▶ _WHAT NEEDS TO BE DONE_
Copy each line below without leaving any out.

▶ _RECORDS SHOWN_
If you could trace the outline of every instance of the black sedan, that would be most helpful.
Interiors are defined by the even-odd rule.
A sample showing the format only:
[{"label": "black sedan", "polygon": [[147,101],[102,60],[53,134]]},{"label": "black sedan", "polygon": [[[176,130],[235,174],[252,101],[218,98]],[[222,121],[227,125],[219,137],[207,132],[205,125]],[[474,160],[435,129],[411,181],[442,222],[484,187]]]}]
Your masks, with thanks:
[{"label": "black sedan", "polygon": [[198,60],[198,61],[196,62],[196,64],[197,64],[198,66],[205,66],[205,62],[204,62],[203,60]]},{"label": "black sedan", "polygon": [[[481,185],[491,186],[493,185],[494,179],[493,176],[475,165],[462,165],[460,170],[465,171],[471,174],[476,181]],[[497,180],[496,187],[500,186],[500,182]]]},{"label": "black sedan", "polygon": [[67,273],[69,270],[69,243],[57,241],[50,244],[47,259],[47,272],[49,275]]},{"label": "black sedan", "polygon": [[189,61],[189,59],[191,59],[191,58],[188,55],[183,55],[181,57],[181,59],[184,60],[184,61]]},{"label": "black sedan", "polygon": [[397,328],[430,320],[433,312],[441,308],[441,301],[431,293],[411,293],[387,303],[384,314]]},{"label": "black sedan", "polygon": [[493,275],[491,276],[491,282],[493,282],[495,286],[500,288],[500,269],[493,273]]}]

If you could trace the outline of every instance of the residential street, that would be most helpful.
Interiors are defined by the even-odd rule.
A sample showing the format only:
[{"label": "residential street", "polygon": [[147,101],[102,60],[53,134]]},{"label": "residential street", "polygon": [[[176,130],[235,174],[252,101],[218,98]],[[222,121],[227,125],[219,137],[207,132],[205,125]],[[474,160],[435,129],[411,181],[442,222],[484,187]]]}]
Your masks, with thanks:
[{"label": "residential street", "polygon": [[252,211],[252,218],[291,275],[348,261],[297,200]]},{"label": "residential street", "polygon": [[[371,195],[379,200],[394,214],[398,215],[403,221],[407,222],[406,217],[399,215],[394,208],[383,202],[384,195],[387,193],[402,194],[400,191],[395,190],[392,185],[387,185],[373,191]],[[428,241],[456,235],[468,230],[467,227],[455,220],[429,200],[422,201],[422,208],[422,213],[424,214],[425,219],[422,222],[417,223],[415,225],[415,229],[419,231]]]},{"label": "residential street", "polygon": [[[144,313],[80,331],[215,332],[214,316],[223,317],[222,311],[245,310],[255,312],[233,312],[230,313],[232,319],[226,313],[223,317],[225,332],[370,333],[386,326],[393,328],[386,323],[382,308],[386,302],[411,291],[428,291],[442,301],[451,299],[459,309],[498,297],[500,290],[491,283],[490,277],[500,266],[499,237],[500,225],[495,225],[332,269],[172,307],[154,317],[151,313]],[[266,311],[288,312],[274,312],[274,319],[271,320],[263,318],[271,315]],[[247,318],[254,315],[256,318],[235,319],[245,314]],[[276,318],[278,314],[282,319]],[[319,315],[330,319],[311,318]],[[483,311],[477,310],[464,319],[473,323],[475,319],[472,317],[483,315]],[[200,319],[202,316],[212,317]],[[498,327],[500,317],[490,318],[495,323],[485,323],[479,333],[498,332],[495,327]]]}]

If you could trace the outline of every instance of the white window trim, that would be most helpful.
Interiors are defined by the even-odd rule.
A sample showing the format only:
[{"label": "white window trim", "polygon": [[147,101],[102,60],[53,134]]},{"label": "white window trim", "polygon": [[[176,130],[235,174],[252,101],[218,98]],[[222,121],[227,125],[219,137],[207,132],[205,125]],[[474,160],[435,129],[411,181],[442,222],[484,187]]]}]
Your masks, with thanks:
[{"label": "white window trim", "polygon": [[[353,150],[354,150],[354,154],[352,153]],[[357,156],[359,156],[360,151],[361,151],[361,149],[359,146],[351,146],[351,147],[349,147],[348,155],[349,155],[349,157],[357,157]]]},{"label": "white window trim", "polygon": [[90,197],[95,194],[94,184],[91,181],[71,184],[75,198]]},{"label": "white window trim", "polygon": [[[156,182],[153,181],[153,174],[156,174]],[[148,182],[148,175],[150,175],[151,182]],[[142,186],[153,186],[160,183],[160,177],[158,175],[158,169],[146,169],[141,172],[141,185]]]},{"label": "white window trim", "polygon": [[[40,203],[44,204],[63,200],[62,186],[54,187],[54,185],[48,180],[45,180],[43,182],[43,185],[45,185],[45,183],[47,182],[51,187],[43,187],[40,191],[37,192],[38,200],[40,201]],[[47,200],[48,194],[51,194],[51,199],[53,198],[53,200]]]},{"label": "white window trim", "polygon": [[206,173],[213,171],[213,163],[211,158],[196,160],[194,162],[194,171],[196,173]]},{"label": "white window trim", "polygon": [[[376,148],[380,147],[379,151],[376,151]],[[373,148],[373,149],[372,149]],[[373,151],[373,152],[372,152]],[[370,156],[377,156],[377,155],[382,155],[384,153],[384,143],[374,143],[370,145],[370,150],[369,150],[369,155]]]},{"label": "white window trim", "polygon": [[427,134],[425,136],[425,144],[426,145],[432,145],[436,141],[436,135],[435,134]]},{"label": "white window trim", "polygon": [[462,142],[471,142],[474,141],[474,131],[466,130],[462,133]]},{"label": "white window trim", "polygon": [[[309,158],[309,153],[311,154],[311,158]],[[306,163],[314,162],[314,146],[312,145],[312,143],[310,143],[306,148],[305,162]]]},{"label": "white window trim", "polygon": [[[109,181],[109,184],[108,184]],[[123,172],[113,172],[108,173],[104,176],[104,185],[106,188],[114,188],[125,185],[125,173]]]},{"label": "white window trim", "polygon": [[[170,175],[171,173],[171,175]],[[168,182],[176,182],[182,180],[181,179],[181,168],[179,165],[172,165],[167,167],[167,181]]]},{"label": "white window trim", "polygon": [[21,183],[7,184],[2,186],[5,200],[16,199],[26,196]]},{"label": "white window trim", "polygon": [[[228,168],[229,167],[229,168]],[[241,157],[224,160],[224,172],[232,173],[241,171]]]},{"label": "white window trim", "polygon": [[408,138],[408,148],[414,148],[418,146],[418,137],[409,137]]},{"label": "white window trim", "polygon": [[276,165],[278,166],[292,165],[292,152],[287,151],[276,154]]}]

▶ _ANSWER TO THIS EXERCISE_
If you could trace the outline of every instance of the black sedan, that would be most helpful.
Interiors are defined by the even-odd rule.
A sample showing the format only:
[{"label": "black sedan", "polygon": [[147,101],[102,60],[53,134]]},{"label": "black sedan", "polygon": [[[176,130],[235,174],[252,101],[218,98]],[[222,121],[227,125],[219,137],[207,132],[205,125]],[[474,160],[435,129],[411,181],[442,222],[484,187]]]}]
Your masks, with thanks:
[{"label": "black sedan", "polygon": [[198,60],[198,61],[196,62],[196,64],[197,64],[198,66],[205,66],[205,62],[204,62],[203,60]]},{"label": "black sedan", "polygon": [[[481,185],[491,186],[493,185],[494,179],[493,176],[475,165],[462,165],[460,170],[465,171],[471,174],[476,181]],[[497,180],[496,187],[500,186],[500,182]]]},{"label": "black sedan", "polygon": [[67,273],[69,270],[69,243],[57,241],[50,244],[47,259],[47,272],[49,275]]},{"label": "black sedan", "polygon": [[189,61],[189,59],[191,59],[191,58],[188,55],[183,55],[181,57],[181,59],[184,60],[184,61]]},{"label": "black sedan", "polygon": [[397,328],[430,320],[433,312],[441,308],[441,301],[431,293],[411,293],[387,303],[384,314]]},{"label": "black sedan", "polygon": [[493,275],[491,276],[491,282],[493,282],[495,286],[500,288],[500,269],[493,273]]}]

If you could trace the outline of every instance of the residential street, that would be most helpful.
Interiors are defined by the even-odd rule.
A sample showing the format only:
[{"label": "residential street", "polygon": [[147,101],[102,60],[53,134]]},{"label": "residential street", "polygon": [[[176,130],[235,174],[252,101],[218,98]],[[222,121],[227,125],[219,137],[207,132],[205,125]],[[474,160],[435,129],[411,181],[442,222],[484,187]]]}]
Your masks, with thanks:
[{"label": "residential street", "polygon": [[252,211],[252,218],[291,275],[348,261],[297,200]]},{"label": "residential street", "polygon": [[[371,195],[379,200],[394,214],[398,215],[403,221],[407,222],[406,217],[399,215],[394,208],[383,202],[384,195],[387,193],[402,194],[400,191],[395,190],[392,185],[387,185],[373,191]],[[428,241],[456,235],[468,230],[467,227],[455,220],[429,200],[422,201],[422,208],[422,213],[424,214],[425,219],[422,222],[417,223],[415,225],[415,229],[419,231]]]},{"label": "residential street", "polygon": [[[144,313],[80,331],[215,332],[214,316],[223,317],[222,311],[245,310],[255,312],[233,312],[230,313],[232,319],[226,313],[223,317],[225,332],[370,333],[386,326],[393,328],[386,323],[382,308],[386,302],[411,291],[428,291],[442,301],[451,299],[459,309],[498,297],[500,290],[491,283],[490,277],[500,266],[499,237],[500,225],[495,225],[332,269],[172,307],[154,317],[151,313]],[[266,311],[288,312],[274,312],[274,319],[271,320],[263,318],[271,315]],[[247,318],[254,315],[256,318],[235,319],[245,314]],[[276,318],[278,314],[282,319]],[[319,315],[330,319],[311,318]],[[483,311],[477,310],[464,319],[473,323],[475,319],[472,317],[483,315]],[[200,319],[202,316],[212,317]],[[498,327],[500,317],[490,318],[495,323],[485,323],[479,333],[498,332],[495,327]]]}]

If you could trace the outline of every instance of the white window trim, that would be most helpful.
Interiors are defined by the even-odd rule.
A sample showing the format only:
[{"label": "white window trim", "polygon": [[147,101],[102,60],[53,134]]},{"label": "white window trim", "polygon": [[[176,130],[235,174],[252,101],[218,98]],[[222,121],[227,125],[219,137],[207,132],[205,125]],[[474,160],[435,129],[411,181],[442,222],[484,187]]]}]
Your masks, with thanks:
[{"label": "white window trim", "polygon": [[[353,150],[354,150],[354,154],[352,153]],[[357,156],[359,156],[360,151],[361,151],[361,149],[359,146],[351,146],[351,147],[349,147],[348,155],[349,155],[349,157],[357,157]]]},{"label": "white window trim", "polygon": [[90,197],[95,194],[94,184],[91,181],[71,184],[75,198]]},{"label": "white window trim", "polygon": [[[156,182],[153,181],[153,174],[156,174]],[[148,182],[148,175],[150,175],[151,182]],[[142,186],[153,186],[160,183],[160,177],[158,175],[158,169],[146,169],[141,172],[141,185]]]},{"label": "white window trim", "polygon": [[[40,203],[44,204],[63,200],[62,186],[54,187],[54,185],[48,180],[45,180],[43,182],[43,185],[45,185],[45,183],[47,182],[51,187],[43,187],[40,191],[37,192],[38,200],[40,201]],[[47,200],[48,194],[51,194],[51,199],[53,198],[53,200]]]},{"label": "white window trim", "polygon": [[206,173],[213,171],[213,163],[211,158],[196,160],[194,162],[194,171],[196,173]]},{"label": "white window trim", "polygon": [[[376,148],[380,147],[379,151],[376,151]],[[373,148],[373,149],[372,149]],[[373,151],[373,152],[372,152]],[[370,156],[377,156],[377,155],[382,155],[384,153],[384,143],[374,143],[370,145],[370,150],[369,150],[369,155]]]},{"label": "white window trim", "polygon": [[427,134],[425,136],[425,144],[426,145],[432,145],[436,141],[436,135],[435,134]]},{"label": "white window trim", "polygon": [[462,142],[471,142],[474,141],[474,131],[466,130],[462,133]]},{"label": "white window trim", "polygon": [[[309,158],[309,153],[311,154],[311,158]],[[306,163],[314,162],[314,146],[312,145],[312,143],[310,143],[306,148],[305,162]]]},{"label": "white window trim", "polygon": [[[109,181],[109,184],[108,184]],[[123,172],[113,172],[108,173],[104,176],[104,185],[106,188],[114,188],[125,185],[125,173]]]},{"label": "white window trim", "polygon": [[[170,175],[171,173],[171,175]],[[168,182],[176,182],[182,180],[181,179],[181,168],[179,165],[172,165],[167,167],[167,181]]]},{"label": "white window trim", "polygon": [[21,183],[7,184],[2,186],[5,200],[16,199],[26,196]]},{"label": "white window trim", "polygon": [[[228,168],[229,167],[229,168]],[[241,157],[224,160],[224,172],[232,173],[241,171]]]},{"label": "white window trim", "polygon": [[408,138],[408,148],[414,148],[418,146],[418,137],[409,137]]},{"label": "white window trim", "polygon": [[276,165],[278,166],[292,165],[292,152],[287,151],[276,154]]}]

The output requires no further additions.